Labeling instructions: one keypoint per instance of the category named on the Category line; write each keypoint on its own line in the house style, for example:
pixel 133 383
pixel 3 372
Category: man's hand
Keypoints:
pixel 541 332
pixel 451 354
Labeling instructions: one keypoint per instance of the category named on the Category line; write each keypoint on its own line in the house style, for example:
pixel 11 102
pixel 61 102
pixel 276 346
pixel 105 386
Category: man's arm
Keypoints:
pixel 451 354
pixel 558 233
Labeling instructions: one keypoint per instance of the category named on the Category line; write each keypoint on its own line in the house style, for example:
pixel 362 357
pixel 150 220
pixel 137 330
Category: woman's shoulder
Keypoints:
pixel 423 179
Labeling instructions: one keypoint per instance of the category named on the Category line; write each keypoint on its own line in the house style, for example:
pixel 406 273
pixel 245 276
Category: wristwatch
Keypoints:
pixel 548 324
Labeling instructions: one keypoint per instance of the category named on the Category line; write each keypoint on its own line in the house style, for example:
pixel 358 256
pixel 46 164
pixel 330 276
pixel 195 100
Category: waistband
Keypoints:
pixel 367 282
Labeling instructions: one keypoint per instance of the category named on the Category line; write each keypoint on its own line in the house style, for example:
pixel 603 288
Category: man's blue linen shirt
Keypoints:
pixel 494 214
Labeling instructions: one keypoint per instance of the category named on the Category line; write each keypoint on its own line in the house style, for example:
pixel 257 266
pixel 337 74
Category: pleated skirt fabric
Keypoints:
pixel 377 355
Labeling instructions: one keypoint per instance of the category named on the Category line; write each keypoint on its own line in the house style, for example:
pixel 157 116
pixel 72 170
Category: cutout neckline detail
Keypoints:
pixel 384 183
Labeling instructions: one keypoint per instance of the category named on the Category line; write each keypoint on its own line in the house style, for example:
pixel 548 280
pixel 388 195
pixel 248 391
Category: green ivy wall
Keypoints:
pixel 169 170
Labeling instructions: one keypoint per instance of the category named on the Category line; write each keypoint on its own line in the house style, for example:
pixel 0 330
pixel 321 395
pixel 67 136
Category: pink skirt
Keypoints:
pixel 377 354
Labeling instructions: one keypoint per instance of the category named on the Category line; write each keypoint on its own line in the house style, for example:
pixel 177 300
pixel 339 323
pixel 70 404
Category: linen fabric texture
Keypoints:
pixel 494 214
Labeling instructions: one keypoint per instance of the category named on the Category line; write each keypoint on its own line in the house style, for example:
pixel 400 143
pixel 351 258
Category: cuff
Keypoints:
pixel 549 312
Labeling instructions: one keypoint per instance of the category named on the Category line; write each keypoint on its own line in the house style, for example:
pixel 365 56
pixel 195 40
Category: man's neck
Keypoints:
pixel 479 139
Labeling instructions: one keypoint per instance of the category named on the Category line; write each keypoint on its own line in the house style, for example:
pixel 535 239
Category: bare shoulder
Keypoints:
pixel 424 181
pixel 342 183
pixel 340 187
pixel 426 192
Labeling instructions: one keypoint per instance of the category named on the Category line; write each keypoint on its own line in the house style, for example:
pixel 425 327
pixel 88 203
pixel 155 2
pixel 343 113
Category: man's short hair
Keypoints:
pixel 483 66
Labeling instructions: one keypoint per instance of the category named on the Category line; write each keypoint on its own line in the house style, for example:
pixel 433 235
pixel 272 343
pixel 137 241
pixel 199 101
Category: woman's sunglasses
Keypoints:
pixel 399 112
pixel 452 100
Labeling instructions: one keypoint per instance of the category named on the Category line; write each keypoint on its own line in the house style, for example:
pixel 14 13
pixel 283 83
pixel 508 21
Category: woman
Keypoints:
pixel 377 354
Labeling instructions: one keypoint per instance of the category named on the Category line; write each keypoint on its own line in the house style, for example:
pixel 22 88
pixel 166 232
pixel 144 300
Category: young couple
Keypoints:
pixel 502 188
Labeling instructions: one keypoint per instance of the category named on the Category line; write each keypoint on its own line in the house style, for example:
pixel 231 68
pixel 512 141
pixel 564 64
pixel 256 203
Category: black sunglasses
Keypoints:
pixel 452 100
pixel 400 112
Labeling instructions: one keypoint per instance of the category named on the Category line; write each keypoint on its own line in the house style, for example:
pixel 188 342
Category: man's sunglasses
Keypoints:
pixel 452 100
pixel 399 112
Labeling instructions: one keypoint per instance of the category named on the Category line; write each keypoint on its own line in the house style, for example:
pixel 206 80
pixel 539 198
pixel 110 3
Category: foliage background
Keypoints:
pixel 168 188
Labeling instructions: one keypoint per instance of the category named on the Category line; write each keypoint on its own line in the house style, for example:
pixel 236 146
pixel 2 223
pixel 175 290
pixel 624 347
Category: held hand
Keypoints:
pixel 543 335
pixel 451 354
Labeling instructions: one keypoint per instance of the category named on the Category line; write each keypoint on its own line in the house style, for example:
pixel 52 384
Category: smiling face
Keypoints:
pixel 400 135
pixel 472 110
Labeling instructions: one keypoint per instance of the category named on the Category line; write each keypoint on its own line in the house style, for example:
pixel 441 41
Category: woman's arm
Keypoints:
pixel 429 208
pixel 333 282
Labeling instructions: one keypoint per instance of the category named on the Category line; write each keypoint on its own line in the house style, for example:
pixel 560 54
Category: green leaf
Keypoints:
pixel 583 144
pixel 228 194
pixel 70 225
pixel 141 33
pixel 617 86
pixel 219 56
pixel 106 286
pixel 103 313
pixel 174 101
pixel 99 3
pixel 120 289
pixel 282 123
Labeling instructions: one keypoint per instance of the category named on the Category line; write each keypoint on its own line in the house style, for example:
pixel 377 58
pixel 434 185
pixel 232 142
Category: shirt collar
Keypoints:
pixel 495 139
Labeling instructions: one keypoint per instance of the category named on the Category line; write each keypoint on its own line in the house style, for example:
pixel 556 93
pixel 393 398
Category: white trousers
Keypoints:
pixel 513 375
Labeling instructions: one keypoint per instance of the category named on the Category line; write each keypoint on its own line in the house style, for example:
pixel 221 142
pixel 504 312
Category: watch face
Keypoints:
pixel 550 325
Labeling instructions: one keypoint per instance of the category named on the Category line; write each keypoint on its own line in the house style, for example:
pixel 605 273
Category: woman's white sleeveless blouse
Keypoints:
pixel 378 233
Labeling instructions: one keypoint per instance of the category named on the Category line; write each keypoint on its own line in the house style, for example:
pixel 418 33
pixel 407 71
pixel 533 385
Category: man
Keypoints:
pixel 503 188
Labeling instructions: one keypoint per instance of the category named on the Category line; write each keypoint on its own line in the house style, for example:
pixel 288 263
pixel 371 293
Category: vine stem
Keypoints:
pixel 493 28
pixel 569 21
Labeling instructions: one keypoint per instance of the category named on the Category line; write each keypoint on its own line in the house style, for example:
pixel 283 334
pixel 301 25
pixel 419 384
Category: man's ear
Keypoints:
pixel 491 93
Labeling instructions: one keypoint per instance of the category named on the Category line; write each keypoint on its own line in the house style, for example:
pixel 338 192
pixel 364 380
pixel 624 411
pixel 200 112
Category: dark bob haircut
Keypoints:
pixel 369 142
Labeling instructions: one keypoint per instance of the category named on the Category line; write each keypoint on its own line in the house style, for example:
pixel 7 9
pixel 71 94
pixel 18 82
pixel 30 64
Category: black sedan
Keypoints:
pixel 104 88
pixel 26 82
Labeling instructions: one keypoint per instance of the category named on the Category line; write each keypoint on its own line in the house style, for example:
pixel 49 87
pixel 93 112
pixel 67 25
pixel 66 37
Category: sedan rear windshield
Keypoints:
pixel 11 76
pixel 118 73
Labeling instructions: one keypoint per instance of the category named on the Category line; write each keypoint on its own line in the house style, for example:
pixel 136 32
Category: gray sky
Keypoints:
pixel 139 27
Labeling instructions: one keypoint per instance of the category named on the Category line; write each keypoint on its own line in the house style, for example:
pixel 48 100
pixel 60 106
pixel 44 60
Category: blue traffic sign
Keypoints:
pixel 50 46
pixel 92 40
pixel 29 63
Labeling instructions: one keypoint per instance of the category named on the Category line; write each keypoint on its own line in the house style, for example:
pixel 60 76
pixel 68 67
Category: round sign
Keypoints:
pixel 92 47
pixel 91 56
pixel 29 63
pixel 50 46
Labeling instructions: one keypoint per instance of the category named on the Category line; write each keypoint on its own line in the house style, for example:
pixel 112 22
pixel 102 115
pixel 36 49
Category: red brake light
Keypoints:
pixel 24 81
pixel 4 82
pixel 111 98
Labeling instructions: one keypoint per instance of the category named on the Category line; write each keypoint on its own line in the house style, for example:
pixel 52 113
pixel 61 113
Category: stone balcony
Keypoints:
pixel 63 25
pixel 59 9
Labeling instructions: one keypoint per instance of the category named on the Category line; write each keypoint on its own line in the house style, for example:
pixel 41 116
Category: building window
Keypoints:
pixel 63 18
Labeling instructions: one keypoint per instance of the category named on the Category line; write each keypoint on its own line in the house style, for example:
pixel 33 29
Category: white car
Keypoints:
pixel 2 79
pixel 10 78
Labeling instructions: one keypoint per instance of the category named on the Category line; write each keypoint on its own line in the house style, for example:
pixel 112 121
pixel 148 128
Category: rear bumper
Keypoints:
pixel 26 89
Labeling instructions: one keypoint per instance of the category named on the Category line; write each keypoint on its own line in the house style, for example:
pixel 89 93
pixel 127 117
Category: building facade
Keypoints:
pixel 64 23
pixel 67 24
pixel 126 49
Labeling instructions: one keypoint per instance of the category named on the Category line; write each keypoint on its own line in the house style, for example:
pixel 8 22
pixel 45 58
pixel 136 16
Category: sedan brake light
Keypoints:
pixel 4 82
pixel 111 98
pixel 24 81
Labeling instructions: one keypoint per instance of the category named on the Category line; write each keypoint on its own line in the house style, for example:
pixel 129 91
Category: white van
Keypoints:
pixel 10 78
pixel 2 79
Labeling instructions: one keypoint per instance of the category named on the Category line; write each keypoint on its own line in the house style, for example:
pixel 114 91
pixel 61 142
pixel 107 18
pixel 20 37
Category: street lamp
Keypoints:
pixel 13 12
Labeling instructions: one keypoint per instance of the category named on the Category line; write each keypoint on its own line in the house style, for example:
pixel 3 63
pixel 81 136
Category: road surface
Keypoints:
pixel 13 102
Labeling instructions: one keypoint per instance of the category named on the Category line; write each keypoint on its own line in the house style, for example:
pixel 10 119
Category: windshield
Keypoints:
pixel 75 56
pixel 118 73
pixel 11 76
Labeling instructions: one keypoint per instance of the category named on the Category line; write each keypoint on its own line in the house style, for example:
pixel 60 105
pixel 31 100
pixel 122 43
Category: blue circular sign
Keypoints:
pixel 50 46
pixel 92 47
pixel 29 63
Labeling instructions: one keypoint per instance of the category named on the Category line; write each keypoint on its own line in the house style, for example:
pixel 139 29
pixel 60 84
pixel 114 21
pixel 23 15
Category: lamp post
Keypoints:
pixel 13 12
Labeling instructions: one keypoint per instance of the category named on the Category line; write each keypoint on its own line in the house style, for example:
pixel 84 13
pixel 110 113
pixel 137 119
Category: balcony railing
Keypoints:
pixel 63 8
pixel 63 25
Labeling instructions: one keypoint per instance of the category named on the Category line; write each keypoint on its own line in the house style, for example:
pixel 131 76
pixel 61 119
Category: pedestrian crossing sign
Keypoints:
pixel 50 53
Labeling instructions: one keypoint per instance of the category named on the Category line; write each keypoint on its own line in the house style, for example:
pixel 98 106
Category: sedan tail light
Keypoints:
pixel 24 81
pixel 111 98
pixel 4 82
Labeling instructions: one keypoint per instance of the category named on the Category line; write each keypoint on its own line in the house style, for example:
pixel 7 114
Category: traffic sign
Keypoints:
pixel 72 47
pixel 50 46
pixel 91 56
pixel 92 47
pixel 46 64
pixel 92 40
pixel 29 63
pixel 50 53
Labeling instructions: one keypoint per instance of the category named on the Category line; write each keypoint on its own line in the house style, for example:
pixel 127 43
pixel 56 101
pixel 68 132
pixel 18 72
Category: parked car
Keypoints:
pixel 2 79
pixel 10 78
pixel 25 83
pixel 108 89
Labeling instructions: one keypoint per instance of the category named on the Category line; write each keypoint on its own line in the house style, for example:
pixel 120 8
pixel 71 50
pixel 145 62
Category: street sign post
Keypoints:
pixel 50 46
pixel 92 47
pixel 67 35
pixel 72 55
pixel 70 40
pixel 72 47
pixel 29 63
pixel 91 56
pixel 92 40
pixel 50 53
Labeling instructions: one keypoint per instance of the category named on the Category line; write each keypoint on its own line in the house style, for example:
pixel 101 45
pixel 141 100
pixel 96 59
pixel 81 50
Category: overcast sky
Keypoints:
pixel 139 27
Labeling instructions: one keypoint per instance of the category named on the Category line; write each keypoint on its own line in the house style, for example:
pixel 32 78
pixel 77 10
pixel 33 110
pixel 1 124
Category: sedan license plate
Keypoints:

━━━━━━━━━━━━━━━━━━━━

■ **Exercise description**: List every line in the items above that contains the string "shoulder", matching case exactly.

■ **Answer to the problem**:
Category: woman's shoulder
Category: bare shoulder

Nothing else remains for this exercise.